TEXT SECTION
● ● ● ● ●

SMW, Chesham/Bucks, UK
Good point JC - why on earth would a property developer or anyone else pay someone to buy something from them? Building societies are really clamping down on lending on new-builds, not surprising given the number of stories of falling prices. Still, at least this is a sign that the market is finally wising up to the fact that it's not a good time to buy.
Richard, London, UK
Developers' offers to pay deposits and stamp duty is, at best, the sharp practice of artificially inflating the value of their development.
The land register will show the sale price that the developers want, but the actual selling price will be as much as 30% less depending on how much the developer "gives" to the purchaser by way of "incentive".
Lenders are often unaware that the true cost to the purchaser is much lower than that shown on the deeds.
Surveyors are now prohibited from valuing properties based soley on such incentivised off-plan prices, as this is not a true indicator of the value of the property.
Guess who benefits most from these schemes?

● ● ● ● ●

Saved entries
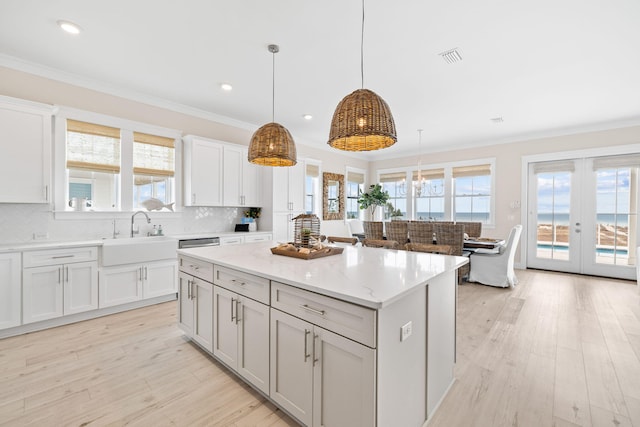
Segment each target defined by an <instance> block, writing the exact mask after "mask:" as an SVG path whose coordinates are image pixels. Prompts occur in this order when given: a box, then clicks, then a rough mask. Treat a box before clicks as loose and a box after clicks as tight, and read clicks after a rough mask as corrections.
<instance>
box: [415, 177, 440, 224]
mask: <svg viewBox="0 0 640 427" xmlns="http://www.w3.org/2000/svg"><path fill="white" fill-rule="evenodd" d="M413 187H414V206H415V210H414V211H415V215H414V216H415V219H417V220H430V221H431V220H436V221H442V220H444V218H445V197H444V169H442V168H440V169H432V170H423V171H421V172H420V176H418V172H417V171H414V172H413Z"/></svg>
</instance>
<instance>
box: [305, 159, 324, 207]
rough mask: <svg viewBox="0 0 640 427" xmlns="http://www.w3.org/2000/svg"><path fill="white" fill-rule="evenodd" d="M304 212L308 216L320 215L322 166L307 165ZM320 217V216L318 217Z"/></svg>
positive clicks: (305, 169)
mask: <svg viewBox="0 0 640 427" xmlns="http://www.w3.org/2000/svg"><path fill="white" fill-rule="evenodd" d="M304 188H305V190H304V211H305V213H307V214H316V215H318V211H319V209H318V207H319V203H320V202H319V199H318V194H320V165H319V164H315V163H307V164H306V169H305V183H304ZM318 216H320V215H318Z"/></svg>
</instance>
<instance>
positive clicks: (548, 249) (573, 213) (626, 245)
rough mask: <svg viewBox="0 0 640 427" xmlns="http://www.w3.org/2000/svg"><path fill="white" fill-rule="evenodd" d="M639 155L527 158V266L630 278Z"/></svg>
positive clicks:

● ● ● ● ●

PROBLEM 1
In the reader comments on new-build incentives, how much lower than the price on the land register can the actual selling price be?
PROBLEM 2
Return the passage of the reader comments on new-build incentives from "Richard, London, UK" to "of their development.".

RESPONSE BOX 1
As much as 30% less.

RESPONSE BOX 2
Richard, London, UK
Developers' offers to pay deposits and stamp duty is, at best, the sharp practice of artificially inflating the value of their development.